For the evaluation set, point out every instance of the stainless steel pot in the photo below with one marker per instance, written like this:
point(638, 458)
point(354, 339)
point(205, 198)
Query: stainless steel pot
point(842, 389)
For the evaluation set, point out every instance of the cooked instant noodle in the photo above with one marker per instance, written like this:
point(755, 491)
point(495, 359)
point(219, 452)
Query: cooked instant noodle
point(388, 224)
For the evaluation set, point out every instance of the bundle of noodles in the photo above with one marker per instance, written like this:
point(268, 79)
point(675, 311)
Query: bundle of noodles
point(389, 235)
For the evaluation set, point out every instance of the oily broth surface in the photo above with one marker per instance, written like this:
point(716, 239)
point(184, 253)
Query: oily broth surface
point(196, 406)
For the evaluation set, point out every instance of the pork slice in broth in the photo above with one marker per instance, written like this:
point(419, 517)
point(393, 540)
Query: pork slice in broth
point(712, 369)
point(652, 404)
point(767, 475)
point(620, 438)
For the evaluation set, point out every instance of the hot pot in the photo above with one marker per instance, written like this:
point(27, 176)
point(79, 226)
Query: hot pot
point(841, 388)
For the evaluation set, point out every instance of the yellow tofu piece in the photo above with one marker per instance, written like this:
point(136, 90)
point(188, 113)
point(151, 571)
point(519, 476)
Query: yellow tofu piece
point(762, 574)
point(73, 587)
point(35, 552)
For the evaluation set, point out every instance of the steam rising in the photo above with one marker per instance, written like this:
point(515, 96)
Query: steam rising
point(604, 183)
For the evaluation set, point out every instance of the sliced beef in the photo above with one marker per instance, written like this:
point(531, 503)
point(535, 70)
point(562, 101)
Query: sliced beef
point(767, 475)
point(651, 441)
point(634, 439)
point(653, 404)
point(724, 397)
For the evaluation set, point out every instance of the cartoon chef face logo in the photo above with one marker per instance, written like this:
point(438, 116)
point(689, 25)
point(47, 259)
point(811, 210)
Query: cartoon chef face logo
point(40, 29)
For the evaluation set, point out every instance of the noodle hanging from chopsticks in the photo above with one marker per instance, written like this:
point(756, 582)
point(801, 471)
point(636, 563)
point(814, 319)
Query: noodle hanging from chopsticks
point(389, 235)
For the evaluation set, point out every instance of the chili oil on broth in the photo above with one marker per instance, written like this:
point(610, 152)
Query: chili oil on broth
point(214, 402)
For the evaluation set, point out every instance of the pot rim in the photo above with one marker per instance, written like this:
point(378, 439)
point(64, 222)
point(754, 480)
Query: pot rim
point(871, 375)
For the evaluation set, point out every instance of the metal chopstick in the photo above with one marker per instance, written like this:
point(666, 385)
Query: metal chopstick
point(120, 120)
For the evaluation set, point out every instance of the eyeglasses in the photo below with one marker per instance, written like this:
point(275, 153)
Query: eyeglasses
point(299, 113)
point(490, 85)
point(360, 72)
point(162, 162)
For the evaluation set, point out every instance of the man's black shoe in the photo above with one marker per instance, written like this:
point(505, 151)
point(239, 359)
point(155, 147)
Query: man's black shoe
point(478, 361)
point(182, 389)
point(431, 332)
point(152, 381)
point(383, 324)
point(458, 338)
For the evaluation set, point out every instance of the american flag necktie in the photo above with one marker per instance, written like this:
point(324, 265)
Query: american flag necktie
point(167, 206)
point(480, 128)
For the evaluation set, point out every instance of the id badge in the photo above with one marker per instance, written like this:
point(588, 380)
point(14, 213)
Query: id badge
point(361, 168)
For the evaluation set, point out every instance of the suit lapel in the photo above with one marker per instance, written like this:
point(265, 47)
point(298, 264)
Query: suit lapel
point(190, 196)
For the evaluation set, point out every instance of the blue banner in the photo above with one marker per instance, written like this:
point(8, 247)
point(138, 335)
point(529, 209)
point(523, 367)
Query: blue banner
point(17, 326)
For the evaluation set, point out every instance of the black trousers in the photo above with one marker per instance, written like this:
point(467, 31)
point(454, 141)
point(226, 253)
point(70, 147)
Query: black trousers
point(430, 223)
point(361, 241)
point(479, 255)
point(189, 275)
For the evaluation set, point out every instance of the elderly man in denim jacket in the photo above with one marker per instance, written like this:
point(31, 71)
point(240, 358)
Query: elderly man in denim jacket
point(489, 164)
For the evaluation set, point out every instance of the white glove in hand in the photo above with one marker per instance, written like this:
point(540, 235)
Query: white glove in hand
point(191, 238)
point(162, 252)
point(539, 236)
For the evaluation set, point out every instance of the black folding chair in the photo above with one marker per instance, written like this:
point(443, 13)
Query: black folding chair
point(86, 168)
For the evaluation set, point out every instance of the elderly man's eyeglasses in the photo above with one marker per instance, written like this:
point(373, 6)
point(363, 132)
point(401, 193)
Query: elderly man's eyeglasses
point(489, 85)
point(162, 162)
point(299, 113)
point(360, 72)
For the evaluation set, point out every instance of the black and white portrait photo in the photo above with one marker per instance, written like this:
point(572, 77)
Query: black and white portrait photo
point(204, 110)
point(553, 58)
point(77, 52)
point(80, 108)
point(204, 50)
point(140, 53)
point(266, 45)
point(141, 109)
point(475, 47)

******

SET TASK:
Repeat each record exactly, leaving nothing out.

RESULT OF THIS TASK:
For the evaluation set, point out every instance of the stainless steel pot in the photo below with one marker per instance, written like this:
point(638, 458)
point(354, 339)
point(205, 198)
Query: stainless steel pot
point(842, 389)
For the evaluation set, point out every instance of the cooked instant noodle in the photo above with one marker per instance, written like this:
point(755, 491)
point(495, 359)
point(219, 452)
Query: cooked instant noodle
point(388, 224)
For the evaluation set, point out every instance of the bundle of noodles in the photo above with one marker per instance, written like this:
point(268, 79)
point(675, 311)
Query: bundle of noodles
point(389, 235)
For the evaluation set, point out every instance of the oily broth surface in the photo above with one marker per instance, written like this:
point(716, 239)
point(184, 253)
Query: oily broth surface
point(196, 406)
For the evaluation set, point out every instance of the pork slice in broth in the photo above with one marker per instance, written like this:
point(419, 517)
point(393, 540)
Query: pork slice in broth
point(712, 369)
point(652, 404)
point(767, 475)
point(620, 438)
For the evaluation set, point out every instance of the hot pot in the photo above with one marker per instance, written like this:
point(27, 176)
point(79, 226)
Query: hot pot
point(841, 388)
For the evaluation set, point out every instance of the yellow tofu piece in the photo above with one marker per instance, written like this:
point(136, 90)
point(188, 113)
point(151, 571)
point(519, 476)
Query: yellow tofu piece
point(762, 574)
point(73, 587)
point(35, 552)
For the evaluation set, point out every instance of the steam rising in the photo above with one marker per instance, written like this:
point(515, 96)
Query: steam rising
point(604, 183)
For the evaluation set, point out every instance of the sliced beef in the photo above with one marker per instance, written like this:
point(531, 503)
point(535, 70)
point(562, 101)
Query: sliced beef
point(767, 475)
point(651, 441)
point(634, 439)
point(653, 404)
point(724, 397)
For the evaluation set, point out every instance of the cartoon chef face logo in the photo above with one marker per instance, written like this:
point(438, 116)
point(689, 25)
point(47, 259)
point(811, 210)
Query: cartoon chef face logo
point(40, 29)
For the evaluation set, point out every instance of the noodle hanging from chopsticks in the photo above with one marker per instance, written like this:
point(756, 582)
point(801, 471)
point(636, 563)
point(814, 319)
Query: noodle hanging from chopsticks
point(389, 235)
For the evaluation set, point out every instance of the chili oil on broth in the photo above with one marker per instance, written like this:
point(610, 152)
Query: chili oil on broth
point(214, 402)
For the evaluation set, point out every instance of the pot rim in the photo above with one marker per instance, written like this:
point(378, 439)
point(64, 222)
point(754, 480)
Query: pot rim
point(871, 375)
For the evaluation set, point out every instance of the metal chopstick in the photo above with one marker per instance, written like this:
point(666, 385)
Query: metal chopstick
point(120, 120)
For the evaluation set, point out every instance of the eyeglasses in the photo below with one marker per instance, written like this:
point(275, 153)
Query: eyeglasses
point(299, 113)
point(490, 85)
point(360, 72)
point(162, 162)
For the evaluation set, point out every instance of the man's black shoe in the photo above with one marker per instance, written like this:
point(505, 151)
point(239, 359)
point(155, 147)
Query: man's black shoe
point(478, 361)
point(182, 389)
point(431, 332)
point(152, 381)
point(383, 324)
point(458, 338)
For the evaluation set, point out every instance of the american flag necktie in the photo above with one marker per instance, written like this:
point(324, 265)
Query: american flag necktie
point(167, 206)
point(480, 128)
For the evaluation set, point out every instance of the id badge in the photo above with one marker per instance, written like this:
point(588, 380)
point(14, 213)
Query: id badge
point(361, 168)
For the evaluation set, point out every instance of the suit lapel in the photo above with one marker per instance, written like this:
point(265, 47)
point(298, 264)
Query: suit lapel
point(190, 196)
For the evaluation set, point out every instance of the blue banner in the photo above with one marker per instance, written like this:
point(8, 247)
point(138, 335)
point(529, 209)
point(523, 367)
Query: blue banner
point(17, 326)
For the evaluation set, point out every instance of the black trousers in the photo above with one marker per instance, written like this:
point(467, 31)
point(454, 141)
point(226, 253)
point(70, 147)
Query: black trousers
point(430, 223)
point(361, 241)
point(479, 255)
point(189, 275)
For the evaluation set, point out every instance of the elderly man in denim jacket in the photo above with one marker per instance, written like this:
point(31, 71)
point(240, 358)
Query: elderly man in denim jacket
point(489, 164)
For the evaluation set, point out every instance of the white glove in hand in the photo above with one marker per instance, written like this:
point(540, 235)
Query: white glove in hand
point(191, 238)
point(162, 252)
point(539, 236)
For the evaluation set, point out every instance of the black folding chair in the photo above with one marker per instance, written like this:
point(443, 13)
Query: black folding chair
point(86, 168)
For the evaluation set, point out every instance of the elderly man's eyeglasses in the photo above with one marker per instance, written like this:
point(373, 6)
point(363, 132)
point(401, 193)
Query: elderly man's eyeglasses
point(489, 85)
point(162, 162)
point(299, 113)
point(360, 72)
For the evaluation set, point out every instance of the black and white portrait photo in the photo above with one marker per instance, written like this:
point(572, 77)
Query: black and white portrait photo
point(204, 110)
point(553, 58)
point(77, 52)
point(80, 108)
point(204, 50)
point(140, 53)
point(266, 45)
point(141, 109)
point(475, 47)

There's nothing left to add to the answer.